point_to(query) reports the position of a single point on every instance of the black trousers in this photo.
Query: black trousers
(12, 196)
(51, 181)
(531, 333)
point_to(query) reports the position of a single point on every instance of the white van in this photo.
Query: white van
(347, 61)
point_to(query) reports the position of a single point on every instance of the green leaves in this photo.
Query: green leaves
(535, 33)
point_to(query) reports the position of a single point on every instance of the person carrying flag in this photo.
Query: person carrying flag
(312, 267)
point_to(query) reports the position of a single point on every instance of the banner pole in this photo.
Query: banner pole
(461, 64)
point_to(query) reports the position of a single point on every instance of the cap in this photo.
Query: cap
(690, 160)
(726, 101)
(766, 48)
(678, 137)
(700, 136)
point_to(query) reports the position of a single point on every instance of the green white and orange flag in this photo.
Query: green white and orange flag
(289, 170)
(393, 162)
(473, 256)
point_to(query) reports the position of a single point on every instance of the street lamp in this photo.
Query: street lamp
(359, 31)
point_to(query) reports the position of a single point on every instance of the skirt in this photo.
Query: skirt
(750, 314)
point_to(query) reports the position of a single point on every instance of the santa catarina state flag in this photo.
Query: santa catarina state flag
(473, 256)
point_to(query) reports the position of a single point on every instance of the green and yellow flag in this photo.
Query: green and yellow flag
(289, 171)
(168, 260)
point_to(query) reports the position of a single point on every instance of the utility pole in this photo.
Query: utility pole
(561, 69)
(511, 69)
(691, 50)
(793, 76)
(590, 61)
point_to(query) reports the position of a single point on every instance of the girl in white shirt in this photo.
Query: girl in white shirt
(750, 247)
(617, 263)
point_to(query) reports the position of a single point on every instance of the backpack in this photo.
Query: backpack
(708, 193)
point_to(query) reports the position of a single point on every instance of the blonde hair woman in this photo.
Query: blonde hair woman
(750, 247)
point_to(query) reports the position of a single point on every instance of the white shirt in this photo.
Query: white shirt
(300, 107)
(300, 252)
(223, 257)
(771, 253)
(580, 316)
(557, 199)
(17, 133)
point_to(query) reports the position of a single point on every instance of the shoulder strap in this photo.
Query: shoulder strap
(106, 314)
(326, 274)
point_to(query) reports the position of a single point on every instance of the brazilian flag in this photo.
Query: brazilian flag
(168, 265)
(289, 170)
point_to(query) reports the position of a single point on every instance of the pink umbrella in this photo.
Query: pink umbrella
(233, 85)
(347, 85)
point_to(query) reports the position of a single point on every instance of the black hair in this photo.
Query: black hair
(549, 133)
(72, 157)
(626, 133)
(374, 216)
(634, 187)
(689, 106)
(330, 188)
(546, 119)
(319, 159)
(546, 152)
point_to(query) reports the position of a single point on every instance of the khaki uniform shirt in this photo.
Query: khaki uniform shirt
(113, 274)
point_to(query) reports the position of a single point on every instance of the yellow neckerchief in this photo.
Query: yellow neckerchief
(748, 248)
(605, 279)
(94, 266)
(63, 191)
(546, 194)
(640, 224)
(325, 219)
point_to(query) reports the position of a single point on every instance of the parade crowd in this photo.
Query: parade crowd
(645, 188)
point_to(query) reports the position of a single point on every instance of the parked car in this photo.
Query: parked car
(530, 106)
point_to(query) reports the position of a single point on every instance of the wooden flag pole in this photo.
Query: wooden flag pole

::::::::::

▶ _To do_:
Bring together each line above where the string "wooden" turns up.

▶ _Answer for this exercise_:
point_to(query) reports the position of a single point on every instance of the wooden flag pole in this photo.
Query: wooden flag pole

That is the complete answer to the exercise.